_Supplied data_

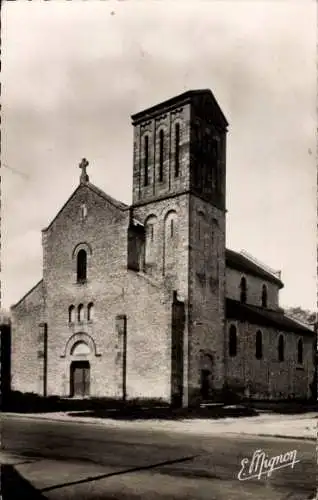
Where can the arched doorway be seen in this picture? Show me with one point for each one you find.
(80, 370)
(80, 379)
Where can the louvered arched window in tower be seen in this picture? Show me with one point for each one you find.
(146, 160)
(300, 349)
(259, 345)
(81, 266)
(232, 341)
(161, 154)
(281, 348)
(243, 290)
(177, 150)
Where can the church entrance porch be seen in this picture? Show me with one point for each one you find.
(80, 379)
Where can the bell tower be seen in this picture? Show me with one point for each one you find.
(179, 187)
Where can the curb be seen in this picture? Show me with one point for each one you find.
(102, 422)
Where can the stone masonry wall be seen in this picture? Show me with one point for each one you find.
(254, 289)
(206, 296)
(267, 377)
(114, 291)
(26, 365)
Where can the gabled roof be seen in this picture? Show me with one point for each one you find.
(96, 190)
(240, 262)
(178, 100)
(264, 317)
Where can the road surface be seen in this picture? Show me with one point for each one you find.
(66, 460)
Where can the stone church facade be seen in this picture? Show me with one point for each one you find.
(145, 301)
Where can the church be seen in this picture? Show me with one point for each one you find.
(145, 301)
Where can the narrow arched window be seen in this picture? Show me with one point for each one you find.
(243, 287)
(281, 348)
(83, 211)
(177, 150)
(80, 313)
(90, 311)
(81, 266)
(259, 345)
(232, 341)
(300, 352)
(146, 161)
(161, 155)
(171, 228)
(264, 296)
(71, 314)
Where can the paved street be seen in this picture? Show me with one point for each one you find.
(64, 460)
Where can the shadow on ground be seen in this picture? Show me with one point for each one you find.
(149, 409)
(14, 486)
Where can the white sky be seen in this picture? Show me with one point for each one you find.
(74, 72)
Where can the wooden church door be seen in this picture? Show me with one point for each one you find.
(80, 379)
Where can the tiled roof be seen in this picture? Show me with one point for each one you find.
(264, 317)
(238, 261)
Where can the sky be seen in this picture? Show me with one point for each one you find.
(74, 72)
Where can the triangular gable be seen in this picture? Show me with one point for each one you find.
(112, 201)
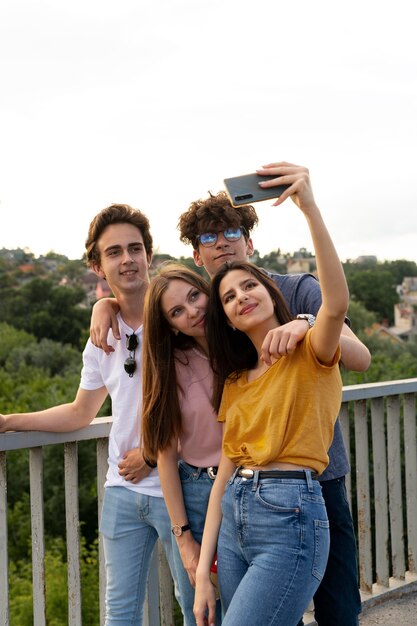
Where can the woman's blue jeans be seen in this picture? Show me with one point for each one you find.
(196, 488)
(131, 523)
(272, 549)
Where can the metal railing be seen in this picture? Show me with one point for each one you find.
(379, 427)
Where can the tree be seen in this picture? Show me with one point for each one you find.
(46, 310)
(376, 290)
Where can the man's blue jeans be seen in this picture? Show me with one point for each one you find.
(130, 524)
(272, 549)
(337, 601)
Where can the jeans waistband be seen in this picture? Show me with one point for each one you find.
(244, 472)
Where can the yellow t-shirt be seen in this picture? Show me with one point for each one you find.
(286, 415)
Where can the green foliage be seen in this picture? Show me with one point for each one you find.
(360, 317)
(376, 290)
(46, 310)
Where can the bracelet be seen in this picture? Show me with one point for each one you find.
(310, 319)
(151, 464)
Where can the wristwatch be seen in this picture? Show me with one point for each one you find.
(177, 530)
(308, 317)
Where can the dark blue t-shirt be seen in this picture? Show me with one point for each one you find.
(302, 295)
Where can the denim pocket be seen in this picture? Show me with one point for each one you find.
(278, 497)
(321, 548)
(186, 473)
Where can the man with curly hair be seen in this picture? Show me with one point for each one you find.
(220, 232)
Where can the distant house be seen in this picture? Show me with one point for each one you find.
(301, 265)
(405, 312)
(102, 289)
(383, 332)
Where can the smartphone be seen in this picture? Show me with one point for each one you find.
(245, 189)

_What to do_
Reproduce the lines above without any change, starting at the line that contains "Where can the denim" and continuing through the final line of the set, both ends included.

_Result of this exercise_
Where can the denim pocket be seen in this picture? Show me with one point for each one you find.
(278, 497)
(321, 548)
(186, 473)
Where can the man with curly hair be seen in this picture? Show me with one point for each one you find.
(220, 232)
Where can the distant house be seen in this picture? Show me with one point for each one you find.
(301, 265)
(405, 312)
(102, 289)
(383, 332)
Where can the smartphone be seen in this picture? Show me with one point for each one you find.
(245, 189)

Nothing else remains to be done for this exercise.